(TASK INPUT)

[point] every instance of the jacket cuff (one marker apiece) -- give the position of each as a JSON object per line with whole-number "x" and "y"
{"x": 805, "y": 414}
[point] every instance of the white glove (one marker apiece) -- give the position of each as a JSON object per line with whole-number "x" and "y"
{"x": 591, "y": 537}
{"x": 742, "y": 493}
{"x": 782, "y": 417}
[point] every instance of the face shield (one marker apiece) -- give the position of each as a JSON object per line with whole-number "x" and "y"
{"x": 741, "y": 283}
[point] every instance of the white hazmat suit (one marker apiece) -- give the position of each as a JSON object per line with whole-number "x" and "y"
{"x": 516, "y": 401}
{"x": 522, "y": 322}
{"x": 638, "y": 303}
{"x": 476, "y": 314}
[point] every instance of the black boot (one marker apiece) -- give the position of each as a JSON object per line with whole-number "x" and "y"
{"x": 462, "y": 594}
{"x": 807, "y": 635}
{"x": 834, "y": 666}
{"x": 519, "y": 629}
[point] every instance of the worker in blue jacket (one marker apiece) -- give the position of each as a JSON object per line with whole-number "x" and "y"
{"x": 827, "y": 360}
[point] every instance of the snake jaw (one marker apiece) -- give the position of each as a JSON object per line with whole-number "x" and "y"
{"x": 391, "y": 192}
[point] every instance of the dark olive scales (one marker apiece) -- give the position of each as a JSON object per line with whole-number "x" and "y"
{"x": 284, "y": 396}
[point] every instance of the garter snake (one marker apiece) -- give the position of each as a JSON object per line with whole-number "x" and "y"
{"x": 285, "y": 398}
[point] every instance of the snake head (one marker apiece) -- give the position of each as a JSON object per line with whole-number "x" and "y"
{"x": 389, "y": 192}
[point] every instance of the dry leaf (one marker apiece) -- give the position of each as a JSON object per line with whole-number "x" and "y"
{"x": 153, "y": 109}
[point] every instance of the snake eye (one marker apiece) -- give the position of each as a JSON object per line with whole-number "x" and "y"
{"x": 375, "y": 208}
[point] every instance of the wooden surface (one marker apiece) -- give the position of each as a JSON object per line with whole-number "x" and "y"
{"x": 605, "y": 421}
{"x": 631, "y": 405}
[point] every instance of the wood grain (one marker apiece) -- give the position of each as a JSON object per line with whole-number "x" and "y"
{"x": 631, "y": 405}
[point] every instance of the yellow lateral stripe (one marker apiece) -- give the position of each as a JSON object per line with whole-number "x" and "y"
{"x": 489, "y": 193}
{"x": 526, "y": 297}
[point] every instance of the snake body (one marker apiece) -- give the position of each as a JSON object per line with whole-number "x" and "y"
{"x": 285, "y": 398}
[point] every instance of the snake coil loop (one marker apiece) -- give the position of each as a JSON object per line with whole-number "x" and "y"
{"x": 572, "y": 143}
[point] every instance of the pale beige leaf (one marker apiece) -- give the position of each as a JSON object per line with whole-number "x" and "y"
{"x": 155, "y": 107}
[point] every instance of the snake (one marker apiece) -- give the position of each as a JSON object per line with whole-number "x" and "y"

(PROBLEM DESCRIPTION)
Reproduce nothing but the lines from the line containing "[point] every instance of the snake body" to the last line of the data, each exactly as written.

(THE OUTPUT)
[point] every instance of the snake body (one marker apiece) -- give the position of each as a JSON object per line with whole-number "x" and "y"
{"x": 285, "y": 398}
[point] every instance of the snake coil loop (one marker apiece) -- give the position of each as a JSON object per line with whole-number "x" and "y"
{"x": 572, "y": 143}
[point] every instance of the pale beige leaf (one marker apiece) -- give the position of each as a JSON object per line with whole-number "x" and "y"
{"x": 155, "y": 107}
[point] every instance of the snake (one marker apiece) -- give the position of each as a JSON object per line with whole-number "x" and "y"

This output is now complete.